(Coordinate labeling data)
--

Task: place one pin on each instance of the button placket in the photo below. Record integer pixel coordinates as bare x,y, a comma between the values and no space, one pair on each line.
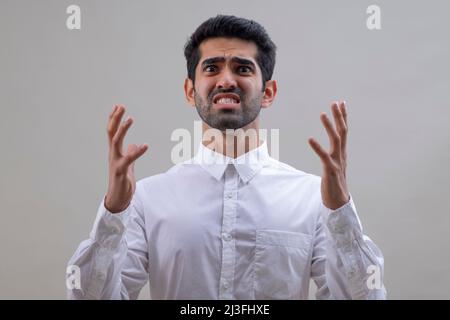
228,223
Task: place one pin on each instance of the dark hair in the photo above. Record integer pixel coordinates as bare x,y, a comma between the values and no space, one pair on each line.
232,27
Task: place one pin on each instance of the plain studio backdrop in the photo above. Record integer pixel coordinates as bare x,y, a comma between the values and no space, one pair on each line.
57,87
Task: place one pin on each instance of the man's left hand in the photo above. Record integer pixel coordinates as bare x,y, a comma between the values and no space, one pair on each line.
334,185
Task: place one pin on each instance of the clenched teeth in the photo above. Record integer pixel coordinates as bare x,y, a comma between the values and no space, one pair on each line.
227,101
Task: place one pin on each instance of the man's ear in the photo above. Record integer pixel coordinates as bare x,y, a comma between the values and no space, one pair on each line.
189,91
269,93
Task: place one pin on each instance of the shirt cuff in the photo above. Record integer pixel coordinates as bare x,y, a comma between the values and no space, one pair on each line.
344,224
109,227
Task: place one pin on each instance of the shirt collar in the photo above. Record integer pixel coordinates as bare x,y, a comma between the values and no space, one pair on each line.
247,165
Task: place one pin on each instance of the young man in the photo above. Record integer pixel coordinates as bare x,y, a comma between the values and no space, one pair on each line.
232,223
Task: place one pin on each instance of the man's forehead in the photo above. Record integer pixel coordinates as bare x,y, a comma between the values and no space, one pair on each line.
228,49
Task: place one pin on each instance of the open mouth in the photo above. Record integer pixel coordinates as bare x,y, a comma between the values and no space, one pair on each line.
226,101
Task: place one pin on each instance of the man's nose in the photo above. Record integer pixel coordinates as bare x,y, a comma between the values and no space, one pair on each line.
226,81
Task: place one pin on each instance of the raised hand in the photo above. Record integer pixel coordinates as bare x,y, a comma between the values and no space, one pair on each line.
334,185
122,182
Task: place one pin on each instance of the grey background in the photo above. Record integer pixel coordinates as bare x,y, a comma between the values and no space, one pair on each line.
58,86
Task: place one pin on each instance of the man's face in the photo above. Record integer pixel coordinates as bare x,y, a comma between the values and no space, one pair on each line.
228,83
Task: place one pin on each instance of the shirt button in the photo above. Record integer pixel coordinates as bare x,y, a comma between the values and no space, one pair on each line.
115,230
226,236
352,272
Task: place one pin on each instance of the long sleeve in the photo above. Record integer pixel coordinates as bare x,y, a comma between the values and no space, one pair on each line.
346,264
113,262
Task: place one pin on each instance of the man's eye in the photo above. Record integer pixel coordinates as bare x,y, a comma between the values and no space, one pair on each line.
244,69
210,69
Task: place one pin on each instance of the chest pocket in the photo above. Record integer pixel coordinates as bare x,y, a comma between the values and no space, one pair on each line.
281,263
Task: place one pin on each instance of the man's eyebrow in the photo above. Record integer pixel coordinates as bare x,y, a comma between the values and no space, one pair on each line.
238,60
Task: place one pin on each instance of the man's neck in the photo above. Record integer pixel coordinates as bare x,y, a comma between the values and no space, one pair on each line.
232,143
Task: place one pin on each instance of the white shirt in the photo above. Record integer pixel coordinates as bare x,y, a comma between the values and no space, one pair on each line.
216,227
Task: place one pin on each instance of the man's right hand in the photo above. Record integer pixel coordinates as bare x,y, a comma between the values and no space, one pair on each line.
122,183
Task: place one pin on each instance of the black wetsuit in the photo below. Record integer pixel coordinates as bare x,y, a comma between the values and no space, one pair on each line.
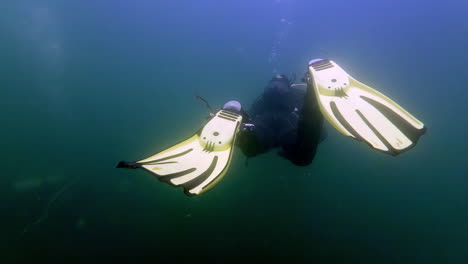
283,117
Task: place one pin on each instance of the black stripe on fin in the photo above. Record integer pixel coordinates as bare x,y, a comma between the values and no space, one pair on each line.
234,115
151,162
392,151
168,177
201,178
227,118
344,123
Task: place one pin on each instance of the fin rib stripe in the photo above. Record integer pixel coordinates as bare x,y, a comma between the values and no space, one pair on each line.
223,117
345,123
404,126
323,68
230,114
202,177
392,151
152,162
320,62
168,177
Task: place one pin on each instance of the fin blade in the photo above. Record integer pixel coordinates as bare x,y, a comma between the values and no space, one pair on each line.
198,162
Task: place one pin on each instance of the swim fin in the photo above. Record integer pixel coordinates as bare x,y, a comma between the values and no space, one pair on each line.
361,112
199,162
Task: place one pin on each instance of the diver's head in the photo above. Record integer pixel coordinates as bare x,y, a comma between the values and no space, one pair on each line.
233,106
277,89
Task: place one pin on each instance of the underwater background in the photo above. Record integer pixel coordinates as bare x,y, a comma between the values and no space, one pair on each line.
85,84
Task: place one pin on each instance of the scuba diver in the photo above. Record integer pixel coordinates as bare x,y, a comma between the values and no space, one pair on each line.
289,119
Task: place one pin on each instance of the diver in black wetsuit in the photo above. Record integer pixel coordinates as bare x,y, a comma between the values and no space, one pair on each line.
282,117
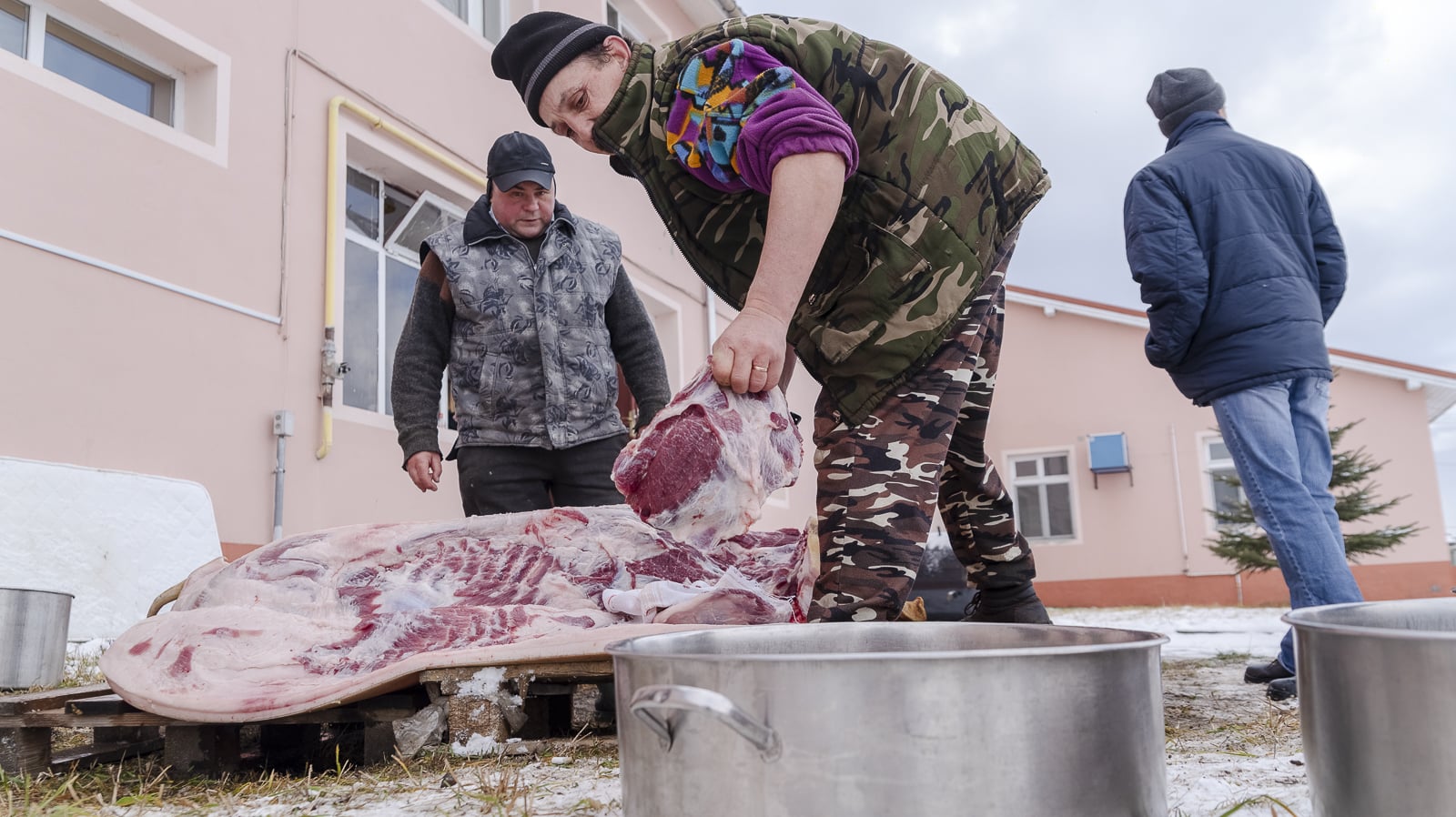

--

**Job**
Pull out every line of the material above that contains the word "wetsuit", matching its case exactly.

**Answer below**
Task: place one pin on each instance of the black wetsuit in the photo below. Record integer pixel coordinates as bare x,y, a comma between the values and no space, one pair on each line.
Task: place one pin on each instance of the diver in black wetsuit in the photo above. Record integer pixel coordinates as bare x,y, a comma between the values and no space, one pair on each line.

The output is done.